**PROMPT**
Retype, unchanged, the lines of the entries from the line containing "Look at the photo above. For every instance of the navy" through the line containing "x=41, y=122", including both of those lines.
* begin *
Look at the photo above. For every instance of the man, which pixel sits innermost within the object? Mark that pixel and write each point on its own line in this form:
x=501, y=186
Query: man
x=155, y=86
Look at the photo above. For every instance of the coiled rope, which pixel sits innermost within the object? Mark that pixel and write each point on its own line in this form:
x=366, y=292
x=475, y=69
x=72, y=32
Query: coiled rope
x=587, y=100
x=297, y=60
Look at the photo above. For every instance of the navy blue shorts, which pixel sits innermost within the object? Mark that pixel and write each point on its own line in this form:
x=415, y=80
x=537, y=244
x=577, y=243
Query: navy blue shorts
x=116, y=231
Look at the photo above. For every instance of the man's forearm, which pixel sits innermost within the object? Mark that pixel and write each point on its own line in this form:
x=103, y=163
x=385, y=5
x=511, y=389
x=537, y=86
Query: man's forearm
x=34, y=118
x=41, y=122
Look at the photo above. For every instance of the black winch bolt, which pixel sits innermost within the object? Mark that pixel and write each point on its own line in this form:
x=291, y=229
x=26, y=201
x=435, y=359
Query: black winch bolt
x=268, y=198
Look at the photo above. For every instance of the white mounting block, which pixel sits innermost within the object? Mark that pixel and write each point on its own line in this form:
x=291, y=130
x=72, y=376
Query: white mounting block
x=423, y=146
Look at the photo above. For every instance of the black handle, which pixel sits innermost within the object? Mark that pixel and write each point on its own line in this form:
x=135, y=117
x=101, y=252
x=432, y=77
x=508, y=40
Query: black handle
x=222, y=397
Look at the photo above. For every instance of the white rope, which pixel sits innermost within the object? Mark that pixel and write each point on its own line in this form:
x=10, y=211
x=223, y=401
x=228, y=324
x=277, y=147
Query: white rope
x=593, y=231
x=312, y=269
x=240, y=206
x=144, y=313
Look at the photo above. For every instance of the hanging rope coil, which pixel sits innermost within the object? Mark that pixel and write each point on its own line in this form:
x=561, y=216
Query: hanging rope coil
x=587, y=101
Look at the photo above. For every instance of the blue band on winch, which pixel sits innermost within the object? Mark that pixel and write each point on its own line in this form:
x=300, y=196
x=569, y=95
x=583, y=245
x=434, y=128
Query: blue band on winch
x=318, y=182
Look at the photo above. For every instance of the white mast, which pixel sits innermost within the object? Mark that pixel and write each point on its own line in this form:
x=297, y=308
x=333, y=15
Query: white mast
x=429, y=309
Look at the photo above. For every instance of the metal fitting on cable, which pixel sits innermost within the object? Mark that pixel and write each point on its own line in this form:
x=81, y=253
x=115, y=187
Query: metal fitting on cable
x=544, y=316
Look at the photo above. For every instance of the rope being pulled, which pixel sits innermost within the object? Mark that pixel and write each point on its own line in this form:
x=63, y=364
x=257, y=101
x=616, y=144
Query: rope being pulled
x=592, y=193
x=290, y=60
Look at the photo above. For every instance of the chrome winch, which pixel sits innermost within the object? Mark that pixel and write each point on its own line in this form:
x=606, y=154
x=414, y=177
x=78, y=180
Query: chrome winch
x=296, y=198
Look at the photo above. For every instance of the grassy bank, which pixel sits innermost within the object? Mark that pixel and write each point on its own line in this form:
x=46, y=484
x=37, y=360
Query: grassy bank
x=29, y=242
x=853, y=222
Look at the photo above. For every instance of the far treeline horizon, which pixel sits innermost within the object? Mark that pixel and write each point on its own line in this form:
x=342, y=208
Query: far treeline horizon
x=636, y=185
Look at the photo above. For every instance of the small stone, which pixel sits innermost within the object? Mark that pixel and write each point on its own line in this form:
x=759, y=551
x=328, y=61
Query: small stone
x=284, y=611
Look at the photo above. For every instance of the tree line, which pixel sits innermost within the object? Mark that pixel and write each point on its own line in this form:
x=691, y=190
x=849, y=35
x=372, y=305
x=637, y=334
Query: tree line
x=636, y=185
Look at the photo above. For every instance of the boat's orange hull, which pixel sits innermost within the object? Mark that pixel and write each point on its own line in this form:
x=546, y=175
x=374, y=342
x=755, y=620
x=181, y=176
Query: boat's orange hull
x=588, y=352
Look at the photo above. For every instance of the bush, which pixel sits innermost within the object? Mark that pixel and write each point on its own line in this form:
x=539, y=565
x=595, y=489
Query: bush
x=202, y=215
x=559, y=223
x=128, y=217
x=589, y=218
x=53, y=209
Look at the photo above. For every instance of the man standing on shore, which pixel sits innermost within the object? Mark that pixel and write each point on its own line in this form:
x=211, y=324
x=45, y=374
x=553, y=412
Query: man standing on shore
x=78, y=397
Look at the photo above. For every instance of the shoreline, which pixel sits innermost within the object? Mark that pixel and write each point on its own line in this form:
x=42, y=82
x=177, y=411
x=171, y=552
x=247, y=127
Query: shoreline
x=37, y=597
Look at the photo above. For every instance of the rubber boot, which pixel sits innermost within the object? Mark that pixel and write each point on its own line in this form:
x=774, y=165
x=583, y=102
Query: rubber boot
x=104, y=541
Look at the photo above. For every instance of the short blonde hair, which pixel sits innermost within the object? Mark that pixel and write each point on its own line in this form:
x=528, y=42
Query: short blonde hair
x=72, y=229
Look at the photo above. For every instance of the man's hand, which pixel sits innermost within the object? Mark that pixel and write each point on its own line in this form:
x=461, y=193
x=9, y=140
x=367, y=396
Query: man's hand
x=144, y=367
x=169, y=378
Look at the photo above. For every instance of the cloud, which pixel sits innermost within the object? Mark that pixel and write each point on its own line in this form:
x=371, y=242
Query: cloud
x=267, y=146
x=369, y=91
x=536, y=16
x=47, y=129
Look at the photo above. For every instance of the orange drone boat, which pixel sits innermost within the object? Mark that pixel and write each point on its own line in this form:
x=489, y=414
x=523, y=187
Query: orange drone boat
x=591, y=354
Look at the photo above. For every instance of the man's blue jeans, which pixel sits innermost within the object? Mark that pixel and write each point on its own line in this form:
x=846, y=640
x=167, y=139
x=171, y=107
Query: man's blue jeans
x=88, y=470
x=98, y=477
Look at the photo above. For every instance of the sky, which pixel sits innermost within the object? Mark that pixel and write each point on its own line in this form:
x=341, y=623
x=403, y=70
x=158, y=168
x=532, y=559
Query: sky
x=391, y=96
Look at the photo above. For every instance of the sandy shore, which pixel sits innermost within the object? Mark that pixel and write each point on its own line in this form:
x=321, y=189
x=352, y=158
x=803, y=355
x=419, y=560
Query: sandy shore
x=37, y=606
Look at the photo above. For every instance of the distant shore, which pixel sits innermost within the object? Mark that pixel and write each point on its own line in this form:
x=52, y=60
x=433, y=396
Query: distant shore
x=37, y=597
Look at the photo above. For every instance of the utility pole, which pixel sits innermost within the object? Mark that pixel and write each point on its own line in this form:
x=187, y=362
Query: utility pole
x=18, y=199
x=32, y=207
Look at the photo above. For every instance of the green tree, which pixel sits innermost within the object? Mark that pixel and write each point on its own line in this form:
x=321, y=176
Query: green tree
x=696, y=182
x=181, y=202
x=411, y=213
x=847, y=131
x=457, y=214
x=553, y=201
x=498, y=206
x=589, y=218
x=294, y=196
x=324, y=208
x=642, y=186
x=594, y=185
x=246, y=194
* end *
**RESULT FOR THIS EXERCISE**
Look at the photo above. For every instance of the navy blue shorts, which pixel sits innermost within the object? Mark that pixel and write each point on its own line in this form:
x=415, y=80
x=537, y=244
x=577, y=243
Query: navy blue shorts
x=116, y=231
Look at the photo above. For every instance of the man's forearm, which pixel sits innermost within the object? Mark that pixel and write each point on its own line in this form:
x=103, y=163
x=385, y=5
x=511, y=389
x=537, y=86
Query: man's forearm
x=34, y=118
x=41, y=122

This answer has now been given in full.